Exercise objective: Copy out all lines of the listing below that hold "statue".

Exercise data:
# # # #
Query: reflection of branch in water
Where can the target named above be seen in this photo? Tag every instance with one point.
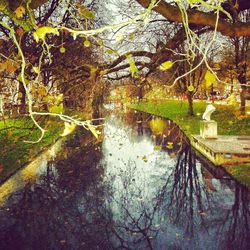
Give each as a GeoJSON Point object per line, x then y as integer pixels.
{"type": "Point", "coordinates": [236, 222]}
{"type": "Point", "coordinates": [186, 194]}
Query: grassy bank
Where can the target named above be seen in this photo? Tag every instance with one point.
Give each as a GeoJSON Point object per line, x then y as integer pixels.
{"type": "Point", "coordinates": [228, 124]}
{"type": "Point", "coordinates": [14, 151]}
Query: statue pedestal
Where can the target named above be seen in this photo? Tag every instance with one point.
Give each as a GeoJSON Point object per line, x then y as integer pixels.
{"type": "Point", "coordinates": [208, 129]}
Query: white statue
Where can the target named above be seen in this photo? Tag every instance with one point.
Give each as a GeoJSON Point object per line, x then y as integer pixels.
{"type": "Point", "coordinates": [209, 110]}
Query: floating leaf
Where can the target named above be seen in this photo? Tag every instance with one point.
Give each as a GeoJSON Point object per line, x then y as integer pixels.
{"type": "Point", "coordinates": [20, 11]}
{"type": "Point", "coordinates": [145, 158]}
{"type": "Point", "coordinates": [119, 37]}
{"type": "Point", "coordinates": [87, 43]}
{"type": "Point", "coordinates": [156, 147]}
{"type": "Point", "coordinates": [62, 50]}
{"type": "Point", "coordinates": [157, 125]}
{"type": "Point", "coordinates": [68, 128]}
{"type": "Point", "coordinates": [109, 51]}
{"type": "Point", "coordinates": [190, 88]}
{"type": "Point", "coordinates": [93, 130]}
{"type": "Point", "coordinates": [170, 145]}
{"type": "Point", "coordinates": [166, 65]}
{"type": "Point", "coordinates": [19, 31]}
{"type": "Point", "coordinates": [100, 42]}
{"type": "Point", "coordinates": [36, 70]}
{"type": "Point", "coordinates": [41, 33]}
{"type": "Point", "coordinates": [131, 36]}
# # # #
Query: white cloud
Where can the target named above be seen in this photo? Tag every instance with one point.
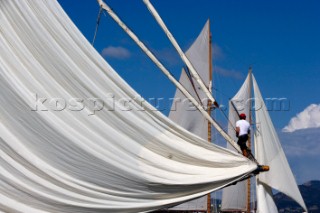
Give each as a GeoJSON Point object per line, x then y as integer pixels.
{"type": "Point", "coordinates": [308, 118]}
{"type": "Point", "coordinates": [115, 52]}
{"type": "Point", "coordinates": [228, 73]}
# # # #
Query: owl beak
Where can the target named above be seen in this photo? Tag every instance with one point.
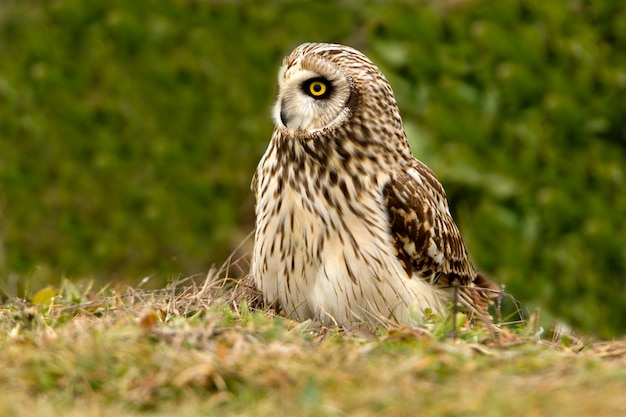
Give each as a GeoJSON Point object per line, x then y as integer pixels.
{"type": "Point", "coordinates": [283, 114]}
# # # #
Exercise solution:
Query: statue pedestal
Query: white statue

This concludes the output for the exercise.